=== Supplied entries ===

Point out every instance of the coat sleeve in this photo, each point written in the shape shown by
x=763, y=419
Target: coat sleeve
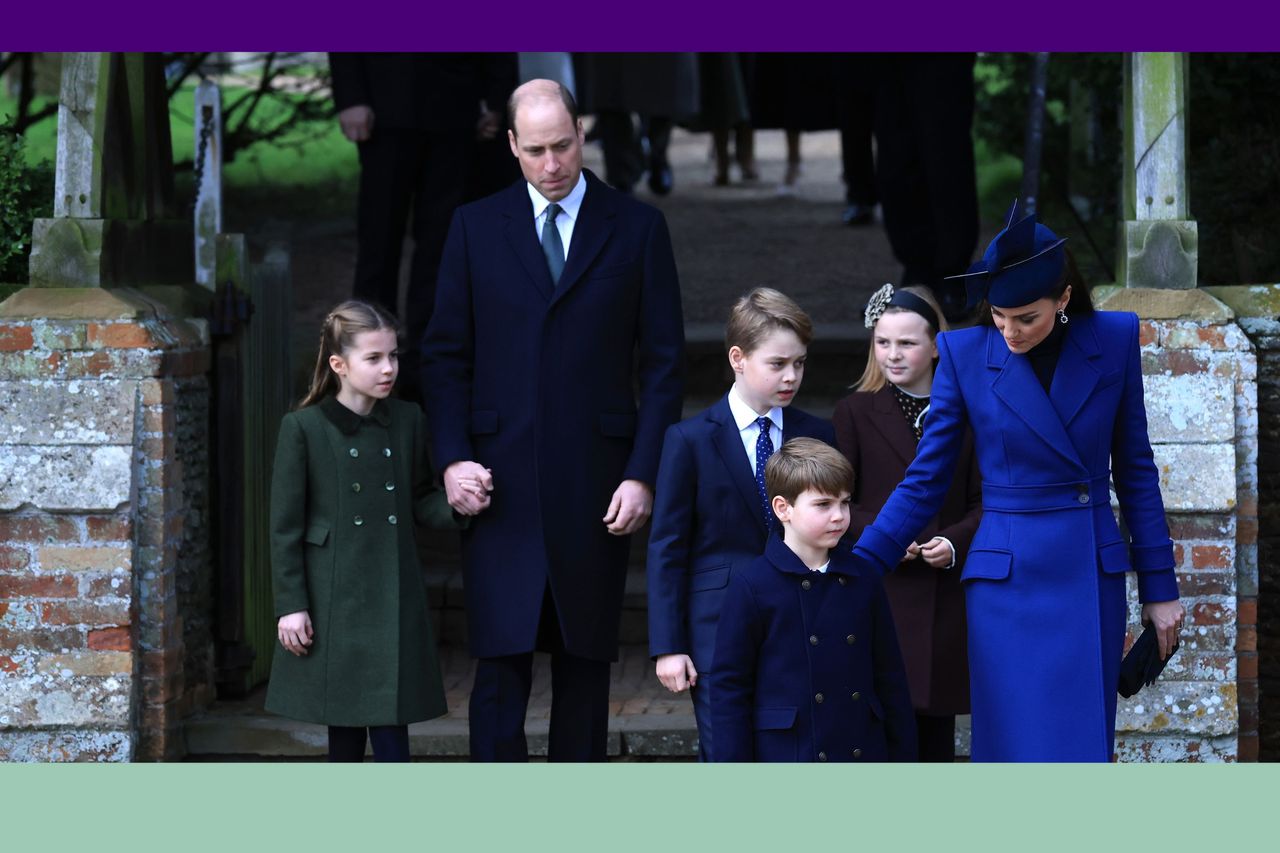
x=288, y=519
x=1133, y=469
x=448, y=351
x=670, y=542
x=661, y=354
x=891, y=685
x=846, y=439
x=737, y=647
x=920, y=493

===

* Problem *
Quote the data above word for word, leaving out the picture.

* Result of the exercise *
Point out every instance of the coat sleeve in this photo, each point written in the shape shown by
x=763, y=419
Target: coat sleeve
x=288, y=519
x=1133, y=469
x=448, y=351
x=670, y=542
x=661, y=354
x=891, y=685
x=846, y=439
x=737, y=647
x=920, y=493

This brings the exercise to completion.